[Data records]
--- START ---

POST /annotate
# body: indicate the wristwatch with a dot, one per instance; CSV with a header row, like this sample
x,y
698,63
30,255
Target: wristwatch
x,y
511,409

--- END ---

• How to complete this task
Could you reproduce every record exactly as it appears?

• Solution to the problem
POST /annotate
# body: indicate the wristwatch with a dot, one per instance; CSV with a header row, like this sample
x,y
698,63
30,255
Target: wristwatch
x,y
511,409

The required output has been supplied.